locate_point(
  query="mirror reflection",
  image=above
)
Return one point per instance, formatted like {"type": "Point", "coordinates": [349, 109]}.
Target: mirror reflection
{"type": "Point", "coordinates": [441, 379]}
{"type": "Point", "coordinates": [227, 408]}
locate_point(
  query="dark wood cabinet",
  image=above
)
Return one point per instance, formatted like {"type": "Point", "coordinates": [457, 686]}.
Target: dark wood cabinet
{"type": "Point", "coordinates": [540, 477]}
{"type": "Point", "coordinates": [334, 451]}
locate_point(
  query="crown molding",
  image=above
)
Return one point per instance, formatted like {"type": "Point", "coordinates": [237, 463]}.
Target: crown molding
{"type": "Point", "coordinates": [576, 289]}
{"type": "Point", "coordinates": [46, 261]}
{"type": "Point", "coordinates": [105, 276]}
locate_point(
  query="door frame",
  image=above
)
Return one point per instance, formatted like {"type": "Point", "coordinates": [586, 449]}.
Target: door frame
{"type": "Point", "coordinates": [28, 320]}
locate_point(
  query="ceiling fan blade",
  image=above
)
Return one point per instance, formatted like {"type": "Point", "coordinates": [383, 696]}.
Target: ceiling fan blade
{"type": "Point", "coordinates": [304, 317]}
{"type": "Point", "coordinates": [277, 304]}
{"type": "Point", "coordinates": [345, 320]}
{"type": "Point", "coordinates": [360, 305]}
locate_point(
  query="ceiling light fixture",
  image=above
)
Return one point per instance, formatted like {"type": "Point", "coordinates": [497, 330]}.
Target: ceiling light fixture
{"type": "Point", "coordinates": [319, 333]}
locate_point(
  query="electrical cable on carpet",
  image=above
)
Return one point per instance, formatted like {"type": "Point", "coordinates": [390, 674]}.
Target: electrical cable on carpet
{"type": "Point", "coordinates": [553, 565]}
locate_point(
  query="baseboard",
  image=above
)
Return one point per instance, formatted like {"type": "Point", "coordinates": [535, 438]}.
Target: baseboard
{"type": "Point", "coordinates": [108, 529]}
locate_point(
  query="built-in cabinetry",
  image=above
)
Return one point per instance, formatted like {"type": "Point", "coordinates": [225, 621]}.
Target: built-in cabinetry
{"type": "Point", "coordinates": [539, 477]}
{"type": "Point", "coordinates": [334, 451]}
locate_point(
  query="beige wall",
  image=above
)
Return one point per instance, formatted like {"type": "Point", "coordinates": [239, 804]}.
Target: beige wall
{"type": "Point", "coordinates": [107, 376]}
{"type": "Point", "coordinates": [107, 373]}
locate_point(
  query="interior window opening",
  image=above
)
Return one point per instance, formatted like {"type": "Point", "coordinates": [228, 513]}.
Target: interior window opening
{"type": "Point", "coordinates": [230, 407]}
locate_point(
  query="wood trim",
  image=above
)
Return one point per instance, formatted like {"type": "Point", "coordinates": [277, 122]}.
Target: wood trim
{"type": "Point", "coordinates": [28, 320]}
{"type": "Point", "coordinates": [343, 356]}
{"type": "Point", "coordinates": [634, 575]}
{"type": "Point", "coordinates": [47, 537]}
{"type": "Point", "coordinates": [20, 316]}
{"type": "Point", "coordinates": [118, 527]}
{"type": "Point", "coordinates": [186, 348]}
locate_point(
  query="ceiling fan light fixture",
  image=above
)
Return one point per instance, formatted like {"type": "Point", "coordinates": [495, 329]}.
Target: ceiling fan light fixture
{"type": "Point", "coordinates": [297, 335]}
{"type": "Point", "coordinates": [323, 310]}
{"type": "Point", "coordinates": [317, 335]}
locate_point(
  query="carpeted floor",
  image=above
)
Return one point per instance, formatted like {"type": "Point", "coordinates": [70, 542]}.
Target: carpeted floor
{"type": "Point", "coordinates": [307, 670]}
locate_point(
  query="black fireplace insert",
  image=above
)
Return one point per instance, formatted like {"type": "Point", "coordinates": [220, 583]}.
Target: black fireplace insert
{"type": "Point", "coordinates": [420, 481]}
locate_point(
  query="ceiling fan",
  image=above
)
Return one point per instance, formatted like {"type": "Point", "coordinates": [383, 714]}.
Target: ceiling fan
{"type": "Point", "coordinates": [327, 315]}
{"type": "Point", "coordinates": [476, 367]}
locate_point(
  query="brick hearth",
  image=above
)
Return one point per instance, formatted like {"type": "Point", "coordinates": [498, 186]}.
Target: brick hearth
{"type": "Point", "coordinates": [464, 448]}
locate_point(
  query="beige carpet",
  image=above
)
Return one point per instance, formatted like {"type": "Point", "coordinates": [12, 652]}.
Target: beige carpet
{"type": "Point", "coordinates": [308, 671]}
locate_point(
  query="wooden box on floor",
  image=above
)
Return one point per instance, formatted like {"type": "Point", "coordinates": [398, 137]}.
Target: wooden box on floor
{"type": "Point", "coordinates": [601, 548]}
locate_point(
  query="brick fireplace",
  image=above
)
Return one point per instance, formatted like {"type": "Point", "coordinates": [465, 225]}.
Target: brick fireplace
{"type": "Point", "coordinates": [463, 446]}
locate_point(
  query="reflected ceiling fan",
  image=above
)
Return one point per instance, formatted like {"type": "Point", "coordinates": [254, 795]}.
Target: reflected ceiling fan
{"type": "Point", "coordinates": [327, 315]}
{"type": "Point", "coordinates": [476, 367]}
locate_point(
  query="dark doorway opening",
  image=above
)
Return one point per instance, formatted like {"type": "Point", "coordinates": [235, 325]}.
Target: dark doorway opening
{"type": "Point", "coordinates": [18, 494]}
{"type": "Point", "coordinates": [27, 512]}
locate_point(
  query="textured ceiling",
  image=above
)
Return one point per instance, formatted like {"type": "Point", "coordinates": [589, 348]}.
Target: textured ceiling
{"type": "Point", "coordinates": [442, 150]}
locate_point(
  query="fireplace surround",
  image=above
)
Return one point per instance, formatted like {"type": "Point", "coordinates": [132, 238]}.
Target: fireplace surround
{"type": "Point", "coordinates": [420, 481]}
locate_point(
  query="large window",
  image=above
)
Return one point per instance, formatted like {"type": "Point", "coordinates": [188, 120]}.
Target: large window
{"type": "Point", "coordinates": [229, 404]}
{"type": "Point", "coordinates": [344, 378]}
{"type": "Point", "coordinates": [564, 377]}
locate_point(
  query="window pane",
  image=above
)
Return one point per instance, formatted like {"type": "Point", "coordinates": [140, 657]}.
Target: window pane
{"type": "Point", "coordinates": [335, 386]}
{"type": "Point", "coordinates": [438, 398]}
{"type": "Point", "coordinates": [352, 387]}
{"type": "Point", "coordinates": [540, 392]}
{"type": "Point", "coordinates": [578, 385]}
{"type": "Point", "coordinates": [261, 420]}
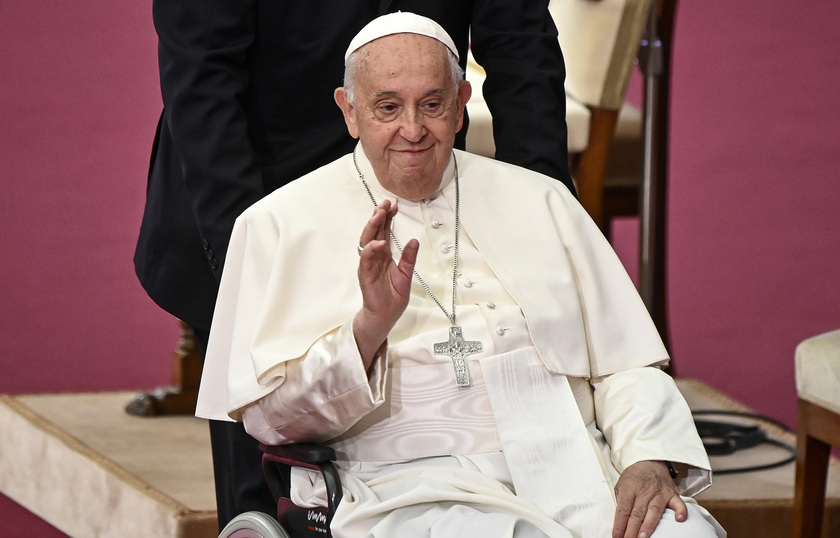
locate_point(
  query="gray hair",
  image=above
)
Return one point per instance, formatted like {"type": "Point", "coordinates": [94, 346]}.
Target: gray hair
{"type": "Point", "coordinates": [352, 68]}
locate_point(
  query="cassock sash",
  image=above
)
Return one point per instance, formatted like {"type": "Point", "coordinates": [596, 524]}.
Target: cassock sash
{"type": "Point", "coordinates": [553, 460]}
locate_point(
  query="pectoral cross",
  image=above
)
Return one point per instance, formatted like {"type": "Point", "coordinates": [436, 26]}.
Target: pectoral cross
{"type": "Point", "coordinates": [457, 348]}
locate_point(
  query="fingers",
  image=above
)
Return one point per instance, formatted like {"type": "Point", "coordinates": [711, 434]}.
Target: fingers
{"type": "Point", "coordinates": [643, 493]}
{"type": "Point", "coordinates": [638, 516]}
{"type": "Point", "coordinates": [678, 506]}
{"type": "Point", "coordinates": [378, 227]}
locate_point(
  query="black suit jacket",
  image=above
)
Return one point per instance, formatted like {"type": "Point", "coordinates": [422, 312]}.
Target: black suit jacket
{"type": "Point", "coordinates": [247, 88]}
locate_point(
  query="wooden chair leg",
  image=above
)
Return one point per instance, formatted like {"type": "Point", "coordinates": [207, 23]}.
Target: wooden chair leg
{"type": "Point", "coordinates": [179, 398]}
{"type": "Point", "coordinates": [812, 457]}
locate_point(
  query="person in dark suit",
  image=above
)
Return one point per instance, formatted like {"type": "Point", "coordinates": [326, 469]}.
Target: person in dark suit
{"type": "Point", "coordinates": [247, 88]}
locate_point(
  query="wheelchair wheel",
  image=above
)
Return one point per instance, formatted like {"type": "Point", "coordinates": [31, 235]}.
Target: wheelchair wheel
{"type": "Point", "coordinates": [254, 525]}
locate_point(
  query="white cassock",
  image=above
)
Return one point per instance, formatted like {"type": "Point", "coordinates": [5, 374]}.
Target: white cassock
{"type": "Point", "coordinates": [561, 396]}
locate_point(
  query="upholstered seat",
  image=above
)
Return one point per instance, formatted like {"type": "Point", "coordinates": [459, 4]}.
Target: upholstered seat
{"type": "Point", "coordinates": [818, 427]}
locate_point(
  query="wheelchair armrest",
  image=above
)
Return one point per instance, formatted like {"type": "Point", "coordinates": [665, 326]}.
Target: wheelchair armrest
{"type": "Point", "coordinates": [299, 453]}
{"type": "Point", "coordinates": [279, 459]}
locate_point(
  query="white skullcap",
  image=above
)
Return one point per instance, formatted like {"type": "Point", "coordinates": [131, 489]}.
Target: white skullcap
{"type": "Point", "coordinates": [400, 22]}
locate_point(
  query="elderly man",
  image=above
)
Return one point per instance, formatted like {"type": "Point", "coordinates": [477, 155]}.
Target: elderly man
{"type": "Point", "coordinates": [477, 356]}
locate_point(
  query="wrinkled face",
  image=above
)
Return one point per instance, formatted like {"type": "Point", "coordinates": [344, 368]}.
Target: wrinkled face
{"type": "Point", "coordinates": [406, 112]}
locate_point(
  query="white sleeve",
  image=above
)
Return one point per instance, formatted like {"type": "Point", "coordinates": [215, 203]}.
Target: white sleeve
{"type": "Point", "coordinates": [321, 395]}
{"type": "Point", "coordinates": [643, 416]}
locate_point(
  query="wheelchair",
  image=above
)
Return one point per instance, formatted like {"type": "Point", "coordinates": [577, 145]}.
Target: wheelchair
{"type": "Point", "coordinates": [291, 521]}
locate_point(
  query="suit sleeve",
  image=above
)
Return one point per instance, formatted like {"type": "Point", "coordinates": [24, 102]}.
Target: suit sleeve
{"type": "Point", "coordinates": [203, 58]}
{"type": "Point", "coordinates": [516, 43]}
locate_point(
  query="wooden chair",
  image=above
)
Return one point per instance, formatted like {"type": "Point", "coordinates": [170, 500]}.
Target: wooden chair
{"type": "Point", "coordinates": [818, 428]}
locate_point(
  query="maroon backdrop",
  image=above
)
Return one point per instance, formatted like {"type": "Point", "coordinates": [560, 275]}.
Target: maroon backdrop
{"type": "Point", "coordinates": [754, 217]}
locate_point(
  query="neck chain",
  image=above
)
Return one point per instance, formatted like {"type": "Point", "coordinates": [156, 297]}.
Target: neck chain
{"type": "Point", "coordinates": [399, 246]}
{"type": "Point", "coordinates": [456, 347]}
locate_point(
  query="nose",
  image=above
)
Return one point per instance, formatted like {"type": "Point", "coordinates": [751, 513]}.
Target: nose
{"type": "Point", "coordinates": [413, 126]}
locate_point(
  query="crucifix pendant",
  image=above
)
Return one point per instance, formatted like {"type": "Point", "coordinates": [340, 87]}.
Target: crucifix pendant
{"type": "Point", "coordinates": [457, 348]}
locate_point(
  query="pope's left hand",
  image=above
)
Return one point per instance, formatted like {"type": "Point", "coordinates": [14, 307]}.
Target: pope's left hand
{"type": "Point", "coordinates": [643, 492]}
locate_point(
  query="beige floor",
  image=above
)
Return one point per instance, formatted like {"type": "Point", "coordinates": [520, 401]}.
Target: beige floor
{"type": "Point", "coordinates": [84, 465]}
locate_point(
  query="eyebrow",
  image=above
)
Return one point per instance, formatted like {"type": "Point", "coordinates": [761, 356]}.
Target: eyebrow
{"type": "Point", "coordinates": [390, 93]}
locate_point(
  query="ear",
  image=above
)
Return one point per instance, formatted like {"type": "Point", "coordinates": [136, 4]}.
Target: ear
{"type": "Point", "coordinates": [348, 110]}
{"type": "Point", "coordinates": [464, 94]}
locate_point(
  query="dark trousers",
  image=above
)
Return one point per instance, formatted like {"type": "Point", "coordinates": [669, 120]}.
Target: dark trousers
{"type": "Point", "coordinates": [237, 465]}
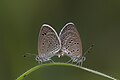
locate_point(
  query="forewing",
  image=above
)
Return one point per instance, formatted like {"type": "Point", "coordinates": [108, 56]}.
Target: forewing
{"type": "Point", "coordinates": [70, 40]}
{"type": "Point", "coordinates": [48, 41]}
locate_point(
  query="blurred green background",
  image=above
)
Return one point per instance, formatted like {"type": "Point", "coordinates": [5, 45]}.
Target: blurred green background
{"type": "Point", "coordinates": [98, 22]}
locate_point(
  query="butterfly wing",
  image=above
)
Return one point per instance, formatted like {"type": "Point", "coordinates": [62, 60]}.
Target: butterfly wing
{"type": "Point", "coordinates": [70, 41]}
{"type": "Point", "coordinates": [48, 41]}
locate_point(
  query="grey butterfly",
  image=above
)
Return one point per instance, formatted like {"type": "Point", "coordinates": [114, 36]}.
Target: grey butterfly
{"type": "Point", "coordinates": [48, 43]}
{"type": "Point", "coordinates": [70, 43]}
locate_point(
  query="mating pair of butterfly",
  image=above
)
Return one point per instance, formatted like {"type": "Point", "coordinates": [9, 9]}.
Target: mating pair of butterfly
{"type": "Point", "coordinates": [66, 43]}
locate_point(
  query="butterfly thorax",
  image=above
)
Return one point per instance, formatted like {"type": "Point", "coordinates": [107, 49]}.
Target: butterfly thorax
{"type": "Point", "coordinates": [40, 58]}
{"type": "Point", "coordinates": [78, 59]}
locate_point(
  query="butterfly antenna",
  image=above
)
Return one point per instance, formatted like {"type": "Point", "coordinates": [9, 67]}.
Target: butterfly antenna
{"type": "Point", "coordinates": [28, 54]}
{"type": "Point", "coordinates": [89, 49]}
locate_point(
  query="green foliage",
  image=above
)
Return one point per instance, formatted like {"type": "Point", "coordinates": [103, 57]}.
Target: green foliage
{"type": "Point", "coordinates": [52, 66]}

++++++++++

◆ **PROBLEM TO SOLVE**:
Gather each line of the listing above that contains the string "antenna", treating uppercase and lowercase letters as distinct.

◆ **COMPLETE ANSWER**:
  query="butterfly antenna",
Target: butterfly antenna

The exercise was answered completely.